| Your task |
This exercise calls for duplicating every entry below exactly, without the images.

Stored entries
# # #

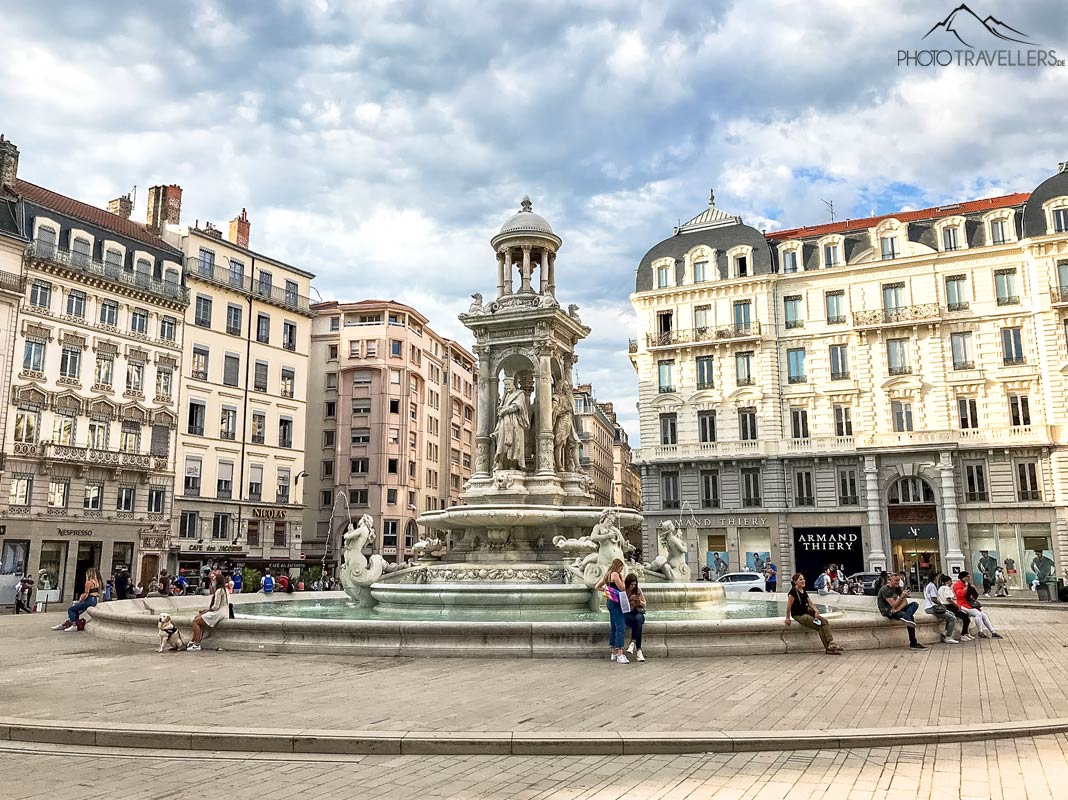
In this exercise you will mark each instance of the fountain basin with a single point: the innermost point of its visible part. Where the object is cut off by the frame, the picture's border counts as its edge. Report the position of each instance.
(857, 626)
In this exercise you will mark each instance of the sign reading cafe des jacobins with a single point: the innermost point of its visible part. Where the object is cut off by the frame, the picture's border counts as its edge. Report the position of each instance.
(966, 38)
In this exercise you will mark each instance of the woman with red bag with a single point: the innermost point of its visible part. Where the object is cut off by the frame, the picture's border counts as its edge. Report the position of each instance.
(615, 594)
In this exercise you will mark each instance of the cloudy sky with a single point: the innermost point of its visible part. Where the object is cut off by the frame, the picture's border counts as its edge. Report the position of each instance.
(381, 144)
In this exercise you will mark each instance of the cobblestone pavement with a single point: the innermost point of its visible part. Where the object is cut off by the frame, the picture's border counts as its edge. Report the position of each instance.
(1032, 769)
(51, 675)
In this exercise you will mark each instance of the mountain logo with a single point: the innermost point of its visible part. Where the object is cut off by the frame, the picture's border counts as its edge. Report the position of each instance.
(969, 29)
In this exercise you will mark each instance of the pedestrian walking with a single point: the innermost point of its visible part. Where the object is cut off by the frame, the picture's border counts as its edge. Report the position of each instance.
(216, 612)
(893, 601)
(89, 598)
(615, 594)
(635, 617)
(935, 607)
(803, 611)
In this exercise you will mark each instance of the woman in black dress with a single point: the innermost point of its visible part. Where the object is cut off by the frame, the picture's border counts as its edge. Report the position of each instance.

# # #

| Reply to the task |
In this exercise you will mark each instance of the fountain basin with a single point: the innermost point of its visible part. Where the object is cut off by the frame, the picture's border counts as its edge. Report the position of each instance.
(857, 626)
In this exercise you will mark each instance of the sign reading cafe des jacobins with a single point: the innermost point of its visible part. Where the object is cut off by the frame, the picture's border counts as its edge. Report the position of each instance.
(966, 38)
In this exercise you will mark each instance of the woman with red bag with a single point: the innermost point of its visible part. Where the object is cut off by the frame, the picture's border counts as its edge. Report the position of each instance.
(615, 594)
In this exercise you will mark each instance of the cloudy sky with a single point: the innermost point of its visible part. Where the object is cut off by the frame, the picture's border counts as its edge. Report the position of each instance.
(381, 144)
In this exercise you will mark each instance of the cobblestone pavement with a single point: the innermost point of its visible part. Where the object is cut off by the frame, the picture's border counts as its edge. Report the position of each instance.
(1032, 769)
(51, 675)
In this exercise you will mark each instance of the mountain logo with a single point: the innermost point of its visible part. Where the object is cut off by the frame, the picture's border counts as its edge. Report the position of each instance.
(969, 29)
In this exercise you will mark each instance of the pedestrian walking with a single point: the innermost point of its visible part. Where the object is cut off by the frame, the picture's border counts as its edge. Report the position of each instance.
(216, 612)
(893, 601)
(89, 598)
(615, 594)
(635, 617)
(935, 607)
(803, 611)
In this exercise you will mark each instance of the woman in black dress with a single point: the innermost point of its visible part. Where the object is cut off by the frame, the picture's border counts as its edge. Report the position of each instance.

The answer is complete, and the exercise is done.